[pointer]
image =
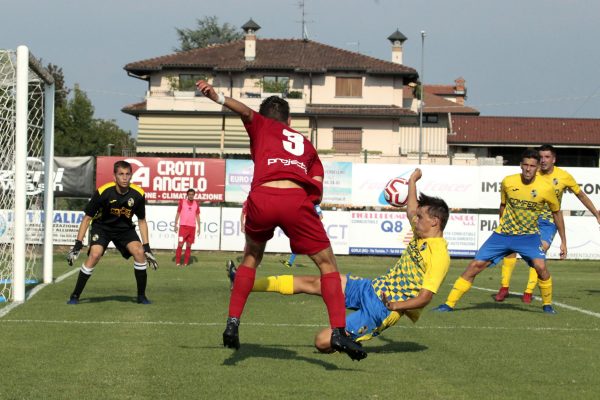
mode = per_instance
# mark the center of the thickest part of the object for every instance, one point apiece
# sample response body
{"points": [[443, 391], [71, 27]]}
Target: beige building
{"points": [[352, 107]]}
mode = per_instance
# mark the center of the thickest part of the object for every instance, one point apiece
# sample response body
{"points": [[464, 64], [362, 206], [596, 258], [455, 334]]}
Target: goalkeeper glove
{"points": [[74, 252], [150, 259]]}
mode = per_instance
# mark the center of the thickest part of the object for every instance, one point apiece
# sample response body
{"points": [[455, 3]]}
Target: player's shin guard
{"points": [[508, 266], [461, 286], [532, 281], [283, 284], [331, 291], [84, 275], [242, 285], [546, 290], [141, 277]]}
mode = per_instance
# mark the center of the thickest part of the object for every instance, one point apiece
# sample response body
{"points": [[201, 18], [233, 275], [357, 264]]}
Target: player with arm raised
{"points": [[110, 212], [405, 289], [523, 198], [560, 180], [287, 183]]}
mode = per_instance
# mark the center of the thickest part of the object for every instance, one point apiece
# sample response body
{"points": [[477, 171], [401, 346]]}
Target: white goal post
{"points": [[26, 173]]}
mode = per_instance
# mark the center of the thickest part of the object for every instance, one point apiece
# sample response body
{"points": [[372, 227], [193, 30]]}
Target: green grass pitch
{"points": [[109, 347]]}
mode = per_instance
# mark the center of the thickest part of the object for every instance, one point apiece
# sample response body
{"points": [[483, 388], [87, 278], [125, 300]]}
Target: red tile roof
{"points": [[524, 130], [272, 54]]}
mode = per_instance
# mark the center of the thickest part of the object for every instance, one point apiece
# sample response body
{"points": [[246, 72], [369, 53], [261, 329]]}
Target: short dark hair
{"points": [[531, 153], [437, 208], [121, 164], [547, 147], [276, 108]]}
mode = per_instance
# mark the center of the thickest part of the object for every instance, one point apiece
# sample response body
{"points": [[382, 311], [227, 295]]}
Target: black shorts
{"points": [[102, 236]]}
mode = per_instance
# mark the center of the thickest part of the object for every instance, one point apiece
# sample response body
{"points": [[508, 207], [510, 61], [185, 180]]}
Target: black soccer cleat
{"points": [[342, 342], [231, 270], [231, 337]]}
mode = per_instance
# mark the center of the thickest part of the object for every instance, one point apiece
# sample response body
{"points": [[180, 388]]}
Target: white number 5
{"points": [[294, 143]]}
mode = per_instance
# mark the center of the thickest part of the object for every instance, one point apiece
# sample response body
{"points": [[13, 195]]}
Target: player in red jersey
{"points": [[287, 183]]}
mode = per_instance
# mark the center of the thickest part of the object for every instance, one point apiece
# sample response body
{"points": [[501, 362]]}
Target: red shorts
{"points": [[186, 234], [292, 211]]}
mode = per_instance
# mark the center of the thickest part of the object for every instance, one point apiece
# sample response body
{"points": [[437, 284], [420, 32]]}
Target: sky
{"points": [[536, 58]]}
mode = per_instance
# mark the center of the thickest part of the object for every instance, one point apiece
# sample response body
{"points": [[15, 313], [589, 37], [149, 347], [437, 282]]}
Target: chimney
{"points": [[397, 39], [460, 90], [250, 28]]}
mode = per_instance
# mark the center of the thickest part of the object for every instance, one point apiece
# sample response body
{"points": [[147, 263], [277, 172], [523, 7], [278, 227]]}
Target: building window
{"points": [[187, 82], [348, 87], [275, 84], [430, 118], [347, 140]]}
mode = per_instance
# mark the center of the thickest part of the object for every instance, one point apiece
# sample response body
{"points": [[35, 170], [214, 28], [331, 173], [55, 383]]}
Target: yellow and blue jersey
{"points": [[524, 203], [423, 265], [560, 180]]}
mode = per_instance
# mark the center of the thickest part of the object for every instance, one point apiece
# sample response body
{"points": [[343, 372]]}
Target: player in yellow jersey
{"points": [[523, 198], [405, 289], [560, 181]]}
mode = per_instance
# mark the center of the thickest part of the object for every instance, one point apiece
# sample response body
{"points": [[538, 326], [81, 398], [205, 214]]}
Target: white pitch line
───
→ WHAT TO DO
Without the pictures, transcribe the listing above exactly.

→ RESPONSE FOR THIS EXERCISE
[pointer]
image =
mode = per_instance
# mark the center of the thickest part of the object for every instance, one point apiece
# sample response body
{"points": [[443, 391], [71, 27]]}
Target: beige building
{"points": [[352, 107]]}
mode = per_instance
# mark the center of the thickest part of the object for every instance, one point apiece
# sample response body
{"points": [[464, 64], [362, 206], [596, 258], [455, 334]]}
Target: goalkeeper glove
{"points": [[74, 252], [150, 259]]}
mode = per_instance
# mark the center of the thickest part of the object for every instance, one point apiece
# sample response body
{"points": [[455, 3]]}
Target: player's shin guard
{"points": [[508, 266], [461, 286], [532, 281], [283, 284], [331, 291], [84, 275], [242, 285], [546, 290], [141, 277]]}
mode = per_instance
# mark the center of the thickest part of the object for every instance, one point apiece
# sample response body
{"points": [[201, 18], [233, 275], [357, 264]]}
Target: player with arm raised
{"points": [[110, 212], [405, 289], [523, 198], [560, 180], [287, 183]]}
mode = per_instance
# mark the center of the thickest part of the object for every instance, one point apiece
# sample response body
{"points": [[477, 171], [401, 346]]}
Target: white goal post
{"points": [[26, 173]]}
mode = per_instance
# mark the center of the thickest part of the object for every instance, one point apiece
# sample response body
{"points": [[372, 227], [193, 30]]}
Target: green grass pitch
{"points": [[109, 347]]}
mode = per_instance
# mark the center of the thickest part of the object for every instance, one point apiece
# sample response body
{"points": [[483, 388], [87, 278], [125, 300]]}
Target: red tile roof
{"points": [[524, 130], [272, 54]]}
mode = per_instance
# mark the center of the thickest part of the object for every instance, one point apiece
# sample response body
{"points": [[246, 72], [369, 53], [261, 329]]}
Target: short dark hair
{"points": [[531, 153], [437, 208], [121, 164], [547, 147], [276, 108]]}
mode = per_instance
# mark the center of the thickest part of the object for every instance, one point apiece
# sample response body
{"points": [[382, 311], [227, 295]]}
Target: black shorts
{"points": [[102, 236]]}
mode = per_instance
# mark the center of the thickest part of the object for every instance, one point apiece
# sample response body
{"points": [[508, 207], [510, 61], [185, 180]]}
Target: black soccer cleat
{"points": [[342, 342], [231, 270], [231, 337]]}
mode = per_instance
# mark the center of the thickest part of the object for every instance, one point apiece
# sample response body
{"points": [[180, 388]]}
Target: white number 5
{"points": [[294, 143]]}
mode = per_instance
# mark the center of the thickest part of the object for every instance, one point apiece
# sample response body
{"points": [[13, 195]]}
Target: player in red jersey
{"points": [[287, 183]]}
mode = per_instance
# mark the center of the thickest part of the object for every instance, one point apiece
# sample response body
{"points": [[501, 362]]}
Target: red shorts
{"points": [[186, 234], [292, 211]]}
mode = per_instance
# mark the center of the thickest part of the object for every instance, one point apiece
# sample response body
{"points": [[437, 284], [420, 32]]}
Target: sky
{"points": [[536, 58]]}
mode = per_instance
# mark the center of the thickest part of the object for every instance, one point apiece
# sample response body
{"points": [[15, 313], [589, 37], [149, 347], [437, 282]]}
Target: chimney
{"points": [[397, 39], [460, 90], [250, 28]]}
mode = per_instance
# mark the center of the thickest part of the object for every instance, one point apiece
# sample response body
{"points": [[147, 263], [277, 172], [523, 7], [278, 227]]}
Target: building window
{"points": [[187, 82], [348, 87], [275, 84], [430, 118], [347, 140]]}
mode = per_instance
# mark the center of the thickest part of the object for every instance, one point apiece
# sample response body
{"points": [[35, 170], [214, 28], [331, 173], [55, 383]]}
Target: yellow and blue jersey
{"points": [[524, 203], [423, 265], [560, 180]]}
mode = per_instance
# mark the center of the thickest part of the object for every instance, one point apiece
# sample response body
{"points": [[343, 372]]}
Target: player in yellow jersey
{"points": [[523, 198], [405, 289], [560, 181]]}
mode = per_instance
# mark the center of the thickest part of the object for every instance, one point apiece
# sample response body
{"points": [[538, 326], [81, 398], [205, 214]]}
Target: white pitch line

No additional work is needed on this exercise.